Listing excerpted from a collection:
______

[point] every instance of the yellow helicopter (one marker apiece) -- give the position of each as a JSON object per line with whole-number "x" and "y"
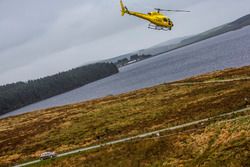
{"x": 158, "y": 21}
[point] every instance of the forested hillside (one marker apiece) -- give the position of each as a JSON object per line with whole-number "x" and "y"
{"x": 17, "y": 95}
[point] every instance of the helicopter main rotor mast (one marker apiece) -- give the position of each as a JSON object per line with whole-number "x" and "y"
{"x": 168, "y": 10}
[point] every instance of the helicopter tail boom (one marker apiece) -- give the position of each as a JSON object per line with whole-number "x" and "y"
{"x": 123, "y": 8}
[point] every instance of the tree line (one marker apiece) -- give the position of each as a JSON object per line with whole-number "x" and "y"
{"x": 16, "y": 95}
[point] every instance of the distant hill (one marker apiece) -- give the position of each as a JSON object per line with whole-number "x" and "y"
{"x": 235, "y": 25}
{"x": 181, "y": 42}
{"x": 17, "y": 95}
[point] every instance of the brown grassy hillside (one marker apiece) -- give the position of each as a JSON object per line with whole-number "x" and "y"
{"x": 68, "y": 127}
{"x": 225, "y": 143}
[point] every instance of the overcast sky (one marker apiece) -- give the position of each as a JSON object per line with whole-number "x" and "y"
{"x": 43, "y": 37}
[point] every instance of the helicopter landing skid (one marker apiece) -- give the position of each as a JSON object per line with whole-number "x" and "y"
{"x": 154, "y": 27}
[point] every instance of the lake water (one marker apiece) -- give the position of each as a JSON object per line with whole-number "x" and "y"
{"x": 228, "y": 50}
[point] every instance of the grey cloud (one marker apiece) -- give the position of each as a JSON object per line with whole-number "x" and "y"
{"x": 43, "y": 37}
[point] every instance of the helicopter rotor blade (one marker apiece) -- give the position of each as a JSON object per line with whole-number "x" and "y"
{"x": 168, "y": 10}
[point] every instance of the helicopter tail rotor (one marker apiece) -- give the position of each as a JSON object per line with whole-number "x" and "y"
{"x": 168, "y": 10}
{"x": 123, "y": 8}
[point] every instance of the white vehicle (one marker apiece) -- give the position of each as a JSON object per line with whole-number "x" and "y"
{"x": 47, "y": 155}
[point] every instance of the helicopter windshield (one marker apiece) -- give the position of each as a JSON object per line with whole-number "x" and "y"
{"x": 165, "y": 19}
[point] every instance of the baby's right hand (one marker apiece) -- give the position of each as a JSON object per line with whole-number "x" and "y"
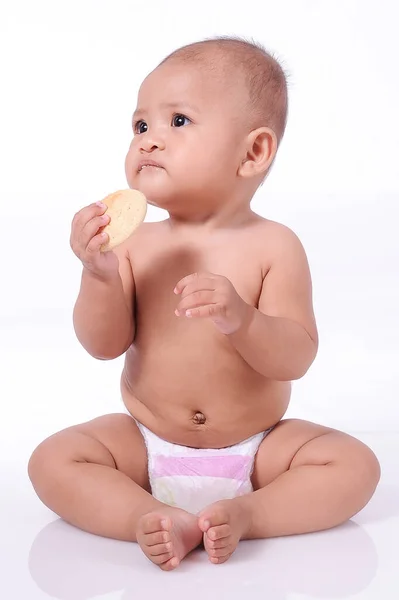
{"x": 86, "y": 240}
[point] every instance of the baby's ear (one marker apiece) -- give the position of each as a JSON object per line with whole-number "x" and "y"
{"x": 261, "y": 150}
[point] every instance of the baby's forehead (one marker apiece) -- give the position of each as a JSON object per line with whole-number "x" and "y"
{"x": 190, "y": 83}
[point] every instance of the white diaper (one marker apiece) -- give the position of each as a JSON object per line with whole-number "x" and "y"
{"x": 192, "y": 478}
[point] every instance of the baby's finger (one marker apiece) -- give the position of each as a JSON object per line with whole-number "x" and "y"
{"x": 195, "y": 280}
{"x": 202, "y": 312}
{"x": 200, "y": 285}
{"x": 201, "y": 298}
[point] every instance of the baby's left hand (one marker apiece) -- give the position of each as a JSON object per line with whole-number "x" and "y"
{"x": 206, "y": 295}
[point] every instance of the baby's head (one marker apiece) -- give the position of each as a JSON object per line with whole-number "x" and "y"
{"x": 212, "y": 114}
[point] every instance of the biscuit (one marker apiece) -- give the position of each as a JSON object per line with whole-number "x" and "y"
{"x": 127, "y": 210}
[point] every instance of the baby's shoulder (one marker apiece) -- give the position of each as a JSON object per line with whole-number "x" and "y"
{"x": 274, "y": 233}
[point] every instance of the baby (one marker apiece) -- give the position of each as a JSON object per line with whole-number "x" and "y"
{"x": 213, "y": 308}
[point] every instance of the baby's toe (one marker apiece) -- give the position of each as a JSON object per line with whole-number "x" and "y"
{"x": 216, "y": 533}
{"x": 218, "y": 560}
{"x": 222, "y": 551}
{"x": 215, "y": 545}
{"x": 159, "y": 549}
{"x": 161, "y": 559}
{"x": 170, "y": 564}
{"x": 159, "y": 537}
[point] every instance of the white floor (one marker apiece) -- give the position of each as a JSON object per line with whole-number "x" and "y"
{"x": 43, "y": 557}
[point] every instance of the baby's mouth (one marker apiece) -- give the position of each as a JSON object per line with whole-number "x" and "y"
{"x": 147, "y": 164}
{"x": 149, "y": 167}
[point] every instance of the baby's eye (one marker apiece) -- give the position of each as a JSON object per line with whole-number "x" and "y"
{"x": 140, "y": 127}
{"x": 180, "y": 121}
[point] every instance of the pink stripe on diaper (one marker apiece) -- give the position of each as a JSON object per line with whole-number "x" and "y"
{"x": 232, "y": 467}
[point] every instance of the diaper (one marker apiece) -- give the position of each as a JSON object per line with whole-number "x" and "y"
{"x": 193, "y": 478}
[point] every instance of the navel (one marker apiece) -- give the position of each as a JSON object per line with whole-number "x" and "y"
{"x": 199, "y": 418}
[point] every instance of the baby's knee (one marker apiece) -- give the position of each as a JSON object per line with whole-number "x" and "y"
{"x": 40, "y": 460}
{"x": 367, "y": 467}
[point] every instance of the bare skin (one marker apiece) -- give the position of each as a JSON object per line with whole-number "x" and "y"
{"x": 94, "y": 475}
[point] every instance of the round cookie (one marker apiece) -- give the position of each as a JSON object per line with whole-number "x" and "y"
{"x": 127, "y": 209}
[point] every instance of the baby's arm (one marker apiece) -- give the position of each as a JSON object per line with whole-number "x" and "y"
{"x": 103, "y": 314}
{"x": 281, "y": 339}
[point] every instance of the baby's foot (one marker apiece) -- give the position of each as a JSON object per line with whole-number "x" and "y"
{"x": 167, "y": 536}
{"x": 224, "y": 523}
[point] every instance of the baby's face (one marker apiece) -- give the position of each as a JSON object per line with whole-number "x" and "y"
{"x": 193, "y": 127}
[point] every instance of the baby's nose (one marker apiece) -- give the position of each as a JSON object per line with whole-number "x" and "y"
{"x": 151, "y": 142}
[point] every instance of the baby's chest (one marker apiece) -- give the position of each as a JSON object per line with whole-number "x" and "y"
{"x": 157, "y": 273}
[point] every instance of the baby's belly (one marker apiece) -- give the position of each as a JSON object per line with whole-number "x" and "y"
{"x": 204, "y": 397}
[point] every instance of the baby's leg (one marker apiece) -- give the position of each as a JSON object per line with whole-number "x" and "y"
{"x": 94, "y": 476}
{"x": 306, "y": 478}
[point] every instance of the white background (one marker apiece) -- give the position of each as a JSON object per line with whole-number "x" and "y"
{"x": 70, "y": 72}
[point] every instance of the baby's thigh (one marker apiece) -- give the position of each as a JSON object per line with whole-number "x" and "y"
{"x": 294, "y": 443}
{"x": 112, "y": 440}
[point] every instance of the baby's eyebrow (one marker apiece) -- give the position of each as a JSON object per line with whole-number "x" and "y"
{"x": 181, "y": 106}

______

◆ **DIRECTIVE**
Output, word for word, the part of the listing that opens with the line containing "[point] every instance of the white background" and runs through the end of the listing.

◆ **RIGHT ANSWER**
[point] every instance of the white background (one marker apiece) -- give the position of each as a JSON object per line with whole-number "x" and "y"
{"x": 70, "y": 72}
[point] every instance of the baby's thigh (one marker apiece) -- give the position of each as a JSON object per line with whole-number "x" and "y"
{"x": 294, "y": 443}
{"x": 112, "y": 440}
[point] every instance of the baby's eyebrow (one marker apiece) -- give the position of each as a JSON object per line with whole-number "x" and "y"
{"x": 181, "y": 106}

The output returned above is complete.